## Task to complete
Reproduce the passage of the Anheuser-Busch stock text starting at "But Laboy noted that" and ending at "at the time.".

## Text under study
☆ ☆ ☆

But Laboy noted that the company’s strength overseas is helping its stock.

Anheuser-Busch has not responded to an Epoch Times request for comment.

It’s not the first time the company’s stock has been downgraded in recent months. Months before the boycott and controversy, UBS downgraded Anheuser-Busch as it warned the company could see sales drop due to post-pandemic trends.

“Our analysis suggests the beer category is unlikely to benefit from deceleration in premium and above spirits. That said, AB InBev’s offering in the value segment (e.g., Busch) can help mitigate the negative impact of downtrading on volume, at the expense of product mix,” analyst Nik Oliver wrote at the time.

Sales for Bud Light since the Mulvaney controversy erupted plunged 23.4 percent year over year in the last week of April, according to Nielsen data. The company’s flagship Budweiser brand also took a 11.4 percent hit in sales for the week ended April 29, while other Anheuser-Busch-owned properties also saw declines in sales, the data show.

“It’s not just a Bud Light issue,” said Bump Williams, chief executive of a consultancy firm, in a New York Post report this week. “It’s an Anheuser-Busch portfolio problem now.”

☆ ☆ ☆

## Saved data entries
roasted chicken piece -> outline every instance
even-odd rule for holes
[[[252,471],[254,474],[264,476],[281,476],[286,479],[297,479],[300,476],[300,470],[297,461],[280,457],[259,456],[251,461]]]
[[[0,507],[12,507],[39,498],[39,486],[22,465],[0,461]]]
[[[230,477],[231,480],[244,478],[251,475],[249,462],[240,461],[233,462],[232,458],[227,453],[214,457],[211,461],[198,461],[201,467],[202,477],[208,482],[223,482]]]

☆ ☆ ☆

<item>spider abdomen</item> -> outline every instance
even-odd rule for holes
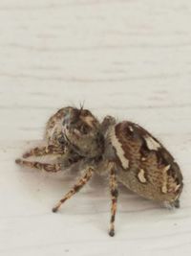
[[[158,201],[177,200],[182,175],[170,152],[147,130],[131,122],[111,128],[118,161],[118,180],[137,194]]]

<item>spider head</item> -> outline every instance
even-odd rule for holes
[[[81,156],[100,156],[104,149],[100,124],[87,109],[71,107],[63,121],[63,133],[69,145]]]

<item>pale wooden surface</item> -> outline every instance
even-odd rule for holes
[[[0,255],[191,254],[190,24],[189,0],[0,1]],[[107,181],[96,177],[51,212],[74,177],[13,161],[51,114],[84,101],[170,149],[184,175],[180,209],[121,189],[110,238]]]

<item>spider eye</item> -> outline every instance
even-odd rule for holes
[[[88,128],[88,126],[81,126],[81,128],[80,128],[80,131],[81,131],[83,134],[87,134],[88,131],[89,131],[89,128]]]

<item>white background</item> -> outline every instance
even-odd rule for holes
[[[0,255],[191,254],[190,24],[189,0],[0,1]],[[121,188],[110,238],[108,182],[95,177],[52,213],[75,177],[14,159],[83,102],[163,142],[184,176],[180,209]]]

☆ ☆ ☆

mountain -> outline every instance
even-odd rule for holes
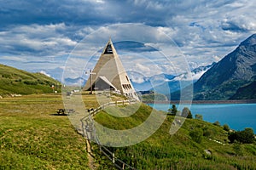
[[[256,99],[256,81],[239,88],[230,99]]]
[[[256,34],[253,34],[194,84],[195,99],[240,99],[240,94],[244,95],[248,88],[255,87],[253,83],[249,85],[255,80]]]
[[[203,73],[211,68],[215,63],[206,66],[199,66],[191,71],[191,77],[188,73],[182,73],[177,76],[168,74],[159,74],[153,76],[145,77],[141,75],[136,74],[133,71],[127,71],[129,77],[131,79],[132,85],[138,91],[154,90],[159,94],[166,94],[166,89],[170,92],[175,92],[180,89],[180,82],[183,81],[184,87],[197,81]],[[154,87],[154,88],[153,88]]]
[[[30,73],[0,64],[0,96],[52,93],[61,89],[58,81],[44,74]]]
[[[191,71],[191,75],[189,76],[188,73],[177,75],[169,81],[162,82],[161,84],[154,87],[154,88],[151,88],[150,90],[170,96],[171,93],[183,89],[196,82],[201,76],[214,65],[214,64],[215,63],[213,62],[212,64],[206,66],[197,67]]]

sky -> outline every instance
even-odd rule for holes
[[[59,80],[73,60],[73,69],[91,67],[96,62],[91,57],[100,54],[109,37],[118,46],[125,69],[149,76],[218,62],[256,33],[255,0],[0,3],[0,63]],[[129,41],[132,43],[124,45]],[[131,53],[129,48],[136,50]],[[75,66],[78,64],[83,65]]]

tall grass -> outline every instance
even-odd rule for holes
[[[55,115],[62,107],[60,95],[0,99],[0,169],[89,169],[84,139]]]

☆ ☆ ☆

## Finished task
But Laboy noted that the company’s strength overseas is helping its stock.

Anheuser-Busch has not responded to an Epoch Times request for comment.

It’s not the first time the company’s stock has been downgraded in recent months. Months before the boycott and controversy, UBS downgraded Anheuser-Busch as it warned the company could see sales drop due to post-pandemic trends.

“Our analysis suggests the beer category is unlikely to benefit from deceleration in premium and above spirits. That said, AB InBev’s offering in the value segment (e.g., Busch) can help mitigate the negative impact of downtrading on volume, at the expense of product mix,” analyst Nik Oliver wrote at the time.